**DIRECTIONS**
Verbatim transcription with images omitted: return the entries below in full.

[Stored records]
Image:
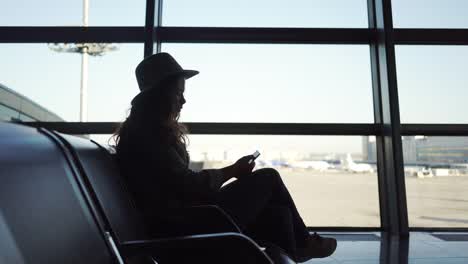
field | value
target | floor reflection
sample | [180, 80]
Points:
[380, 248]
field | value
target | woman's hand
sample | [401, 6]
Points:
[242, 167]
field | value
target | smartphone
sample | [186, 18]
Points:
[255, 156]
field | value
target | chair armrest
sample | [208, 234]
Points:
[212, 248]
[209, 219]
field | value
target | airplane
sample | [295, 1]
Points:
[319, 165]
[350, 165]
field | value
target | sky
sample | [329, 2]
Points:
[247, 83]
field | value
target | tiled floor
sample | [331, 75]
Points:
[373, 248]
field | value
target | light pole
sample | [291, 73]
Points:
[85, 49]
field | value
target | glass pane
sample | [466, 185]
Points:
[70, 13]
[276, 83]
[329, 189]
[430, 13]
[432, 83]
[265, 13]
[436, 170]
[332, 179]
[52, 79]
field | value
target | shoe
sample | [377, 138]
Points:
[316, 247]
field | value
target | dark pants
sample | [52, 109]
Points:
[261, 205]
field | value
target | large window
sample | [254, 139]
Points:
[53, 79]
[430, 13]
[70, 13]
[432, 83]
[276, 83]
[436, 170]
[302, 91]
[265, 13]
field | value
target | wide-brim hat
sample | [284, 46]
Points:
[155, 69]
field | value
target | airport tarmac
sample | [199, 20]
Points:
[351, 199]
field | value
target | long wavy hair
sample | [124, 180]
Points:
[153, 116]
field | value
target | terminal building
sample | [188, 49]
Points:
[425, 150]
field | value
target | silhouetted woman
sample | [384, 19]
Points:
[152, 155]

**ANSWER SPACE**
Image:
field | value
target | floor reflection
sample | [180, 80]
Points:
[380, 248]
field | value
target | woman's hand
sample | [401, 6]
Points:
[242, 167]
field | value
target | smartphone
sample | [186, 18]
Points:
[255, 156]
field | value
target | chair armrest
sample | [208, 234]
Points:
[212, 248]
[209, 219]
field | value
target | airplane
sample | [295, 1]
Points:
[319, 165]
[350, 165]
field | value
target | sky
sample | [329, 2]
Points:
[247, 83]
field | value
target | tiled floor
sample | [331, 75]
Points:
[373, 248]
field | value
target | light pole
sample | [291, 73]
Points:
[85, 49]
field | value
target | glass pane
sample | [466, 185]
Points:
[70, 13]
[276, 83]
[329, 189]
[430, 13]
[432, 83]
[265, 13]
[436, 170]
[332, 179]
[52, 79]
field | value
target | shoe
sample | [377, 138]
Points:
[316, 247]
field | value
target | dark pants
sample | [52, 109]
Points:
[261, 205]
field | value
target | large window
sample | [254, 139]
Points:
[53, 79]
[430, 13]
[70, 13]
[432, 83]
[276, 83]
[436, 170]
[302, 91]
[265, 13]
field | value
target | wide-brim hat
sample | [284, 46]
Points:
[155, 69]
field | value
target | airport tarmac
sample | [199, 20]
Points:
[351, 199]
field | value
target | long wavy hair
sample | [124, 180]
Points:
[153, 116]
field | value
target | terminal building
sample | [188, 49]
Points:
[425, 150]
field | value
target | silhouetted woman
sample | [384, 19]
Points:
[152, 155]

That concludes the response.